[[ PROVIDED MATERIAL, beginning ]]

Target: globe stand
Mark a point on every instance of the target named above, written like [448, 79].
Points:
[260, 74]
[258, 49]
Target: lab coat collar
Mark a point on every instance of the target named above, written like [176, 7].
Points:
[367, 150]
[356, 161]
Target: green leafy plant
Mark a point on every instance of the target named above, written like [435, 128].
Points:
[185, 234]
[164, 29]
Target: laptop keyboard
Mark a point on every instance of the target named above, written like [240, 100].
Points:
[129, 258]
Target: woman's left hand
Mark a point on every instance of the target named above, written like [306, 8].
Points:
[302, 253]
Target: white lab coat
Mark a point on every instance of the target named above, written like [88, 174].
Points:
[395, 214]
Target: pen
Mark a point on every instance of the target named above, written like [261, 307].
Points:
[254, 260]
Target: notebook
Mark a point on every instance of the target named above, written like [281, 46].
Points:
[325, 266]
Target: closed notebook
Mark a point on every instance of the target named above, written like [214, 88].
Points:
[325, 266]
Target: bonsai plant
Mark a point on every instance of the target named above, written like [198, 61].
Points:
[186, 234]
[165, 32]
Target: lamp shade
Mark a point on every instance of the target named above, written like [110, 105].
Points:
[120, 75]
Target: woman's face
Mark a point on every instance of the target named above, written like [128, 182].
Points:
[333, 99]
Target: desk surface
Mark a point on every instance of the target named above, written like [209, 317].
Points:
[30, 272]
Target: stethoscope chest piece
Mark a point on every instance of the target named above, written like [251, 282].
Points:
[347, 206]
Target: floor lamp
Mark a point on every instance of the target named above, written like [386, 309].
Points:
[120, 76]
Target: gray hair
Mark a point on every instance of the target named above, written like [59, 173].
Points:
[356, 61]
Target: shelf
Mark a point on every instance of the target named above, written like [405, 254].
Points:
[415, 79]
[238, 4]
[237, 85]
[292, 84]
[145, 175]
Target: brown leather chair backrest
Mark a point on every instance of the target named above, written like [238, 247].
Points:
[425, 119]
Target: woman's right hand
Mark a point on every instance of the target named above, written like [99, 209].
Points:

[[ PROVIDED MATERIAL, end ]]

Taking the entries above, print exactly the lines starting at the line with "Target: white lab coat" and ending at the line with "like [405, 254].", both included.

RESPONSE TO THIS TASK =
Target: white lab coat
Mark a point on every instance of the target named above, written like [88, 174].
Points:
[395, 214]
Target: pen
Mark a point on every instance of the target named above, written like [261, 307].
Points:
[254, 260]
Target: notebook
Mark a point on every instance of the target named above, written like [281, 46].
Points:
[325, 266]
Target: closed notebook
Mark a point on every instance of the target named above, written like [214, 88].
Points:
[325, 266]
Target: bonsai plant
Mark a point on every instance of the target named above, written like [198, 61].
Points:
[186, 234]
[165, 32]
Target: lamp shade
Mark a point on every instance of the target named above, written like [110, 105].
Points:
[120, 75]
Target: woman's face
Mark a point on every instance of the target named above, written like [128, 182].
Points:
[333, 99]
Target: desk surface
Mark a point on every instance of the target named above, written like [209, 317].
Points:
[30, 272]
Target: stethoscope chest piece
Mark a point on every instance of the target named above, written like [251, 282].
Points:
[347, 206]
Target: floor lamp
Mark a point on every instance of the target named above, written like [386, 309].
Points:
[120, 76]
Target: gray hair
Mark a point on every instance of the target named above, written like [59, 173].
Points:
[356, 61]
Target: shelf
Mark a point on every instance of the target named above, written like [405, 254].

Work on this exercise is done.